Can you rewrite the passage about Dr. King's Riverside speech from the words "Nowhere was that" through "remains relevant today.", replacing "murdered" with "killed"?

> [READING TEXT]:
---
This week marks the 92nd anniversary of the birth of Dr. Martin Luther King, Jr., and 53 years since his assassination. His radical vision is more relevant today than ever.
Nowhere was that vision more present than in his April 4, 1967 speech against the Vietnam War delivered at New York’s Riverside Church exactly one year before he was murdered at the young age of 39. No essay can do justice to the speech – it is necessary to read or listen to, in order to mine its rich vein of common sense, compassion, and incomparable insight into the human condition, which remains relevant today.
King’s message in his Riverside address was controversial at the time. Critics suggested that he should stay in his lane – civil rights – rather than linking the civil rights struggle to the movement against the war in Vietnam. King resolutely refused to do so, noting that those who wished him to refrain from criticizing the war “have not really known me, my commitment or my calling.”
The Riverside address, entitled “Beyond Vietnam: Silence Is Betrayal,” went well beyond an indictment of the war in Southeast Asia to a systemic analysis, noting that Vietnam was merely a “symptom of a far deeper malady within the American spirit” that would spawn many more wars if it was not addressed at its root. In what may be the most widely quoted passage in the speech, Dr. King denounced “the giant triplets of racism, extreme materialism, and militarism” that are the driving force behind violence and deprivation at home and abroad.
---
> [EXTRACTED MATERIAL]:

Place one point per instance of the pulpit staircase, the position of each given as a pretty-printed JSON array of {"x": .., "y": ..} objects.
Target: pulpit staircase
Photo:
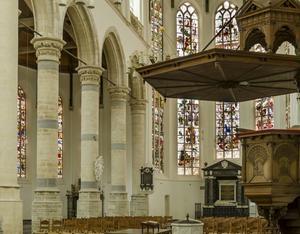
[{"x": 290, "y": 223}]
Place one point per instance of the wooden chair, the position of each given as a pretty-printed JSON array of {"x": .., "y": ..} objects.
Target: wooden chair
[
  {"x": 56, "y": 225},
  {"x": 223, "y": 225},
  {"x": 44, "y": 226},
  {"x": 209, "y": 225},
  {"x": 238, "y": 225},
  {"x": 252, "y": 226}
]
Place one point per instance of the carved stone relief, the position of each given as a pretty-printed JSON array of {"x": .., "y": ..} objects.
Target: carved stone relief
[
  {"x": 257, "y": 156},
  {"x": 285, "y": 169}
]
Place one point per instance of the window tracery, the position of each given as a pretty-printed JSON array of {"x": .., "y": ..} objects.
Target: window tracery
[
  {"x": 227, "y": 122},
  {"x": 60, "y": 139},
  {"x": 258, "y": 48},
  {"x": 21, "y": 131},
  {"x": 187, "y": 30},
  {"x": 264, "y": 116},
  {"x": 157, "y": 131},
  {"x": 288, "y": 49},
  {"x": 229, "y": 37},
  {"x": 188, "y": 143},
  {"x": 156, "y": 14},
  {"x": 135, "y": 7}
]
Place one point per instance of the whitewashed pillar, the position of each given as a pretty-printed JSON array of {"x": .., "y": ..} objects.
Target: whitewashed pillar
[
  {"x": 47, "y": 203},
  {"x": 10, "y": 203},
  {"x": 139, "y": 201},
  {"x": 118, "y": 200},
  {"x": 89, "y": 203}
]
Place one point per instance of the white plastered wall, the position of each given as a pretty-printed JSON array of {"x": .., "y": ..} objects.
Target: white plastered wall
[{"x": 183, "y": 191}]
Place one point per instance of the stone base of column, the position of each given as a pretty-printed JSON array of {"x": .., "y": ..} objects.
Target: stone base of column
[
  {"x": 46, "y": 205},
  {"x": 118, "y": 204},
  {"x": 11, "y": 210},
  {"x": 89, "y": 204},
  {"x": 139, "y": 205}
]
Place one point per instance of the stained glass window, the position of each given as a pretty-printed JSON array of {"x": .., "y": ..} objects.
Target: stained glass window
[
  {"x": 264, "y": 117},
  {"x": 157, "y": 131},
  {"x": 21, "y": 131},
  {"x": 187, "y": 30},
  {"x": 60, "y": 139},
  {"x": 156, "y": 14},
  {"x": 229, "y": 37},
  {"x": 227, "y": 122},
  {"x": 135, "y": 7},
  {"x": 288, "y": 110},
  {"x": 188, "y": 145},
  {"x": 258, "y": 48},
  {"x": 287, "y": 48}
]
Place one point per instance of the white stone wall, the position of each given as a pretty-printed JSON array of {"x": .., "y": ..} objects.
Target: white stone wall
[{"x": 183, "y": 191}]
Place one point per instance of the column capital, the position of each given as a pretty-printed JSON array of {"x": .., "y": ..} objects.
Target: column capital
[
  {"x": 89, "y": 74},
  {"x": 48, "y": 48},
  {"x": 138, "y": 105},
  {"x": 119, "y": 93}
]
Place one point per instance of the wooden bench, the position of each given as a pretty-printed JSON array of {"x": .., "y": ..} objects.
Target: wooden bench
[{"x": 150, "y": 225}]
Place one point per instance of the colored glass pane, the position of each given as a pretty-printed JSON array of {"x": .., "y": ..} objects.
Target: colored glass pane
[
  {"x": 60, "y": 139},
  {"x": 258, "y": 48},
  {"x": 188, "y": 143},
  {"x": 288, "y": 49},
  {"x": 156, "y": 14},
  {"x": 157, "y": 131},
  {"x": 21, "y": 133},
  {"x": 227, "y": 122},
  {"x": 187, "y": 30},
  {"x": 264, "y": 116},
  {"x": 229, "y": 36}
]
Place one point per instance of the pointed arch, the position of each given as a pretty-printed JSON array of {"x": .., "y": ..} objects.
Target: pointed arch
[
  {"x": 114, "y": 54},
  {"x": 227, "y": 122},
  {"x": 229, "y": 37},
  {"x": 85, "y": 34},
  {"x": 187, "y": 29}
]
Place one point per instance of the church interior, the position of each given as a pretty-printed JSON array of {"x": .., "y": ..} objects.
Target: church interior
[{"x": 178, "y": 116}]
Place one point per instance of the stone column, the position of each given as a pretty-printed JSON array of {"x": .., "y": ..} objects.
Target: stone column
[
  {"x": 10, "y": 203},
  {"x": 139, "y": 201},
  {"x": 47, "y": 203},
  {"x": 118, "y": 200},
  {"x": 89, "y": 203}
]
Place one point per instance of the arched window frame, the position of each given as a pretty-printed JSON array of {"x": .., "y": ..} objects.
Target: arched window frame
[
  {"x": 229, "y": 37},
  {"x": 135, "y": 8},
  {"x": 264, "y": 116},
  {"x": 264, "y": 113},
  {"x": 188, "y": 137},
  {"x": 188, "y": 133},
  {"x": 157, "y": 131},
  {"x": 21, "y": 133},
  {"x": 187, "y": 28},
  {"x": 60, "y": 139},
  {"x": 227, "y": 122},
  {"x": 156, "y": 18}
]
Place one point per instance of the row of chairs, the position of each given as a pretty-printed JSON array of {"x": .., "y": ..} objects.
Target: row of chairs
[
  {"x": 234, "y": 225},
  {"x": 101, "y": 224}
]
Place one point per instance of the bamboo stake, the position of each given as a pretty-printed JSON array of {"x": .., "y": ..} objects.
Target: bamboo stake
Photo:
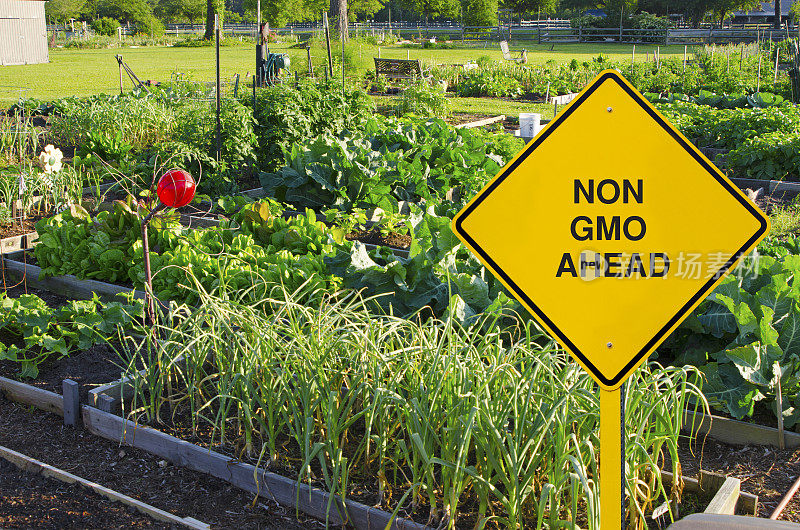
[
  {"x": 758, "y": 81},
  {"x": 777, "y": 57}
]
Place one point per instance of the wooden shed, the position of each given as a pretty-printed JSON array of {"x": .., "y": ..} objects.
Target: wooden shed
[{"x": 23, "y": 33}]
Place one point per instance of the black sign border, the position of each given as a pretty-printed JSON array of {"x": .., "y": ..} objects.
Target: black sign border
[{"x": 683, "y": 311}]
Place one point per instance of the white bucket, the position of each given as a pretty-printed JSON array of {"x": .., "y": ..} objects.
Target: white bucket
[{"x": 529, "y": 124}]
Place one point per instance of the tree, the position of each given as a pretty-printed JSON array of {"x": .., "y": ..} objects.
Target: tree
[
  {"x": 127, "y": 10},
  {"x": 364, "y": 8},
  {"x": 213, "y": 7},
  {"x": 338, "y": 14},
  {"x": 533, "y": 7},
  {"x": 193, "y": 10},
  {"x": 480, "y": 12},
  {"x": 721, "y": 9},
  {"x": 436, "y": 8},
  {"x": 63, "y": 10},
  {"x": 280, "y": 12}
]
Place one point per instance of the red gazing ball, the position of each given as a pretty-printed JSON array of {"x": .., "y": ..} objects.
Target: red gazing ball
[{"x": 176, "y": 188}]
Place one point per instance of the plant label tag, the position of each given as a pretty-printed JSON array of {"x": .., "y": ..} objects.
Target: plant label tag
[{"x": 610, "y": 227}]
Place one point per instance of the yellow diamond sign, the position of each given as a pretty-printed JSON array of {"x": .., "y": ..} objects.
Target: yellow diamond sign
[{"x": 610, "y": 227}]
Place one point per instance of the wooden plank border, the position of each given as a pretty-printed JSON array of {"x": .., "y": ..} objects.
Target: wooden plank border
---
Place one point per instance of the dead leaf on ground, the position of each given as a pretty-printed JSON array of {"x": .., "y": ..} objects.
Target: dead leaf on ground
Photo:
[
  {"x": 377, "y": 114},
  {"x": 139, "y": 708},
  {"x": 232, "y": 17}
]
---
> [EXERCISE ANSWER]:
Nowhere was that vision more present than in his April 4, 1967 speech against the Vietnam War delivered at New York’s Riverside Church exactly one year before he was killed at the young age of 39. No essay can do justice to the speech – it is necessary to read or listen to, in order to mine its rich vein of common sense, compassion, and incomparable insight into the human condition, which remains relevant today.